TRY IT
Using the records that follow, tally the lines containing the word "surface" and state only the count.

Point localization data
——

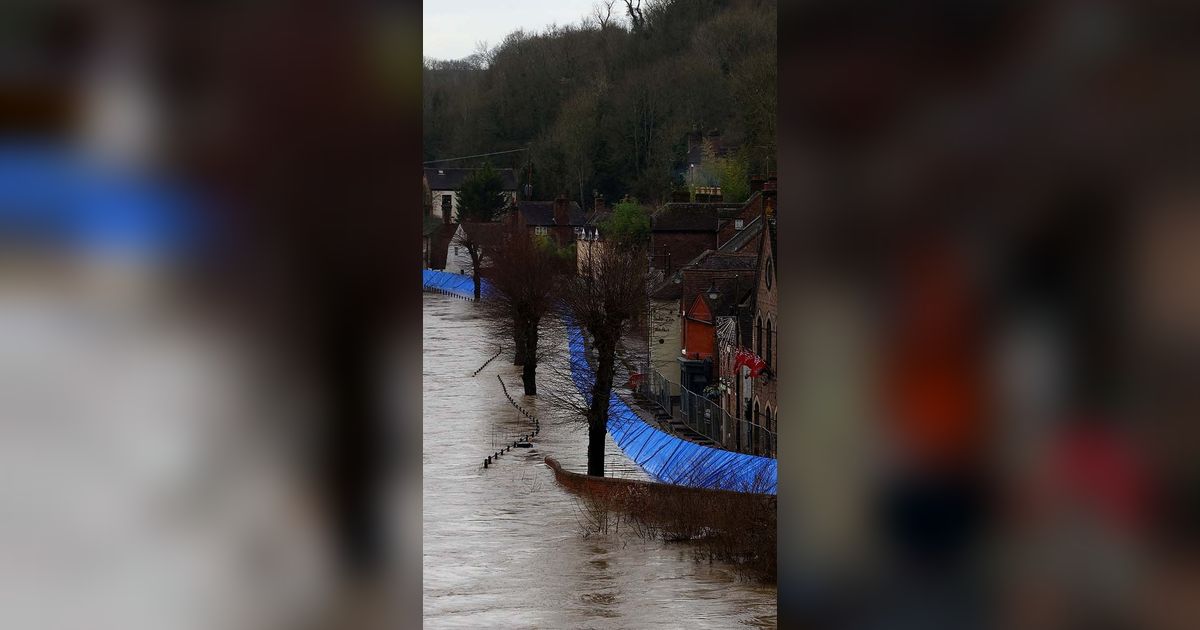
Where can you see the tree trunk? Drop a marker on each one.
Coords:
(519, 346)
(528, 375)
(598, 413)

——

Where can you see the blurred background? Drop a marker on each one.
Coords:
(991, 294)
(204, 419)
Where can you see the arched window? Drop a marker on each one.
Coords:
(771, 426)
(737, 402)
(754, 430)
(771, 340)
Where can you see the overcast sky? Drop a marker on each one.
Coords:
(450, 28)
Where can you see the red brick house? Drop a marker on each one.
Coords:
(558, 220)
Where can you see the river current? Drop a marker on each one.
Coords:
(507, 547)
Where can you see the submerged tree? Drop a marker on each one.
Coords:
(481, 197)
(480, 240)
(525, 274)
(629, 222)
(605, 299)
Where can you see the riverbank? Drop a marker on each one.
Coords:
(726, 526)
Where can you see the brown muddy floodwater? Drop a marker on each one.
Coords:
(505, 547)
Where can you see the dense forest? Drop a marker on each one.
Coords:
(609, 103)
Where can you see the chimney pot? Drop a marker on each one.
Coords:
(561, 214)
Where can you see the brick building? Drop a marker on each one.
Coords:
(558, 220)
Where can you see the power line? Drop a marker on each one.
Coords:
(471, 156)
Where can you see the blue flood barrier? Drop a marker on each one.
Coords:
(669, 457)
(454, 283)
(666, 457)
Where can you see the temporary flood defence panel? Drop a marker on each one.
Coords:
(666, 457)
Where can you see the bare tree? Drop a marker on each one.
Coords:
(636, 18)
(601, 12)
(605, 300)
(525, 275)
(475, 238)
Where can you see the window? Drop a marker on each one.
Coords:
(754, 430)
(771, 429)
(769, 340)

——

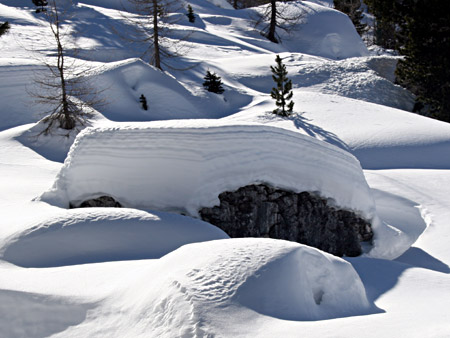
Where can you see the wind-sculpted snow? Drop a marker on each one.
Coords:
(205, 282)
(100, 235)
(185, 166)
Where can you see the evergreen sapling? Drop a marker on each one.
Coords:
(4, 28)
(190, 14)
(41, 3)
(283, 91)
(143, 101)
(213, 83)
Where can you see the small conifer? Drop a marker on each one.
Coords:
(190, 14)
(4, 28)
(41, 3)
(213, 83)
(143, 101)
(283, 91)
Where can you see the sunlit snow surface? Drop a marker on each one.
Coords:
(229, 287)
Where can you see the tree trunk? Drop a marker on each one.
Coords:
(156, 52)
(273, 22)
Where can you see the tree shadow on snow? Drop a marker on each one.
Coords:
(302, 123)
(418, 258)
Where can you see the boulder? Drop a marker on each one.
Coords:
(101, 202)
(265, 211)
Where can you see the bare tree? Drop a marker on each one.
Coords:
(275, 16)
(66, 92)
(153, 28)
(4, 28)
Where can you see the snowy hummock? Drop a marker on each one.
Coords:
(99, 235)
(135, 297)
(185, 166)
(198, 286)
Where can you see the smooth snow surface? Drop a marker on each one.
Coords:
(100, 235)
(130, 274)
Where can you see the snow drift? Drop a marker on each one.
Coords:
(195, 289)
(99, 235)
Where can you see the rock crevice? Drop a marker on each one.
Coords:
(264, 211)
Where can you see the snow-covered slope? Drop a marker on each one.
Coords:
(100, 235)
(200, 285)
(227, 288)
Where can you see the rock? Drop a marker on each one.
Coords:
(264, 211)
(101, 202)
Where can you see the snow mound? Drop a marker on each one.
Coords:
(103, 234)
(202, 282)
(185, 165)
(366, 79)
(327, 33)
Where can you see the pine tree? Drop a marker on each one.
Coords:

——

FINISHED EXERCISE
2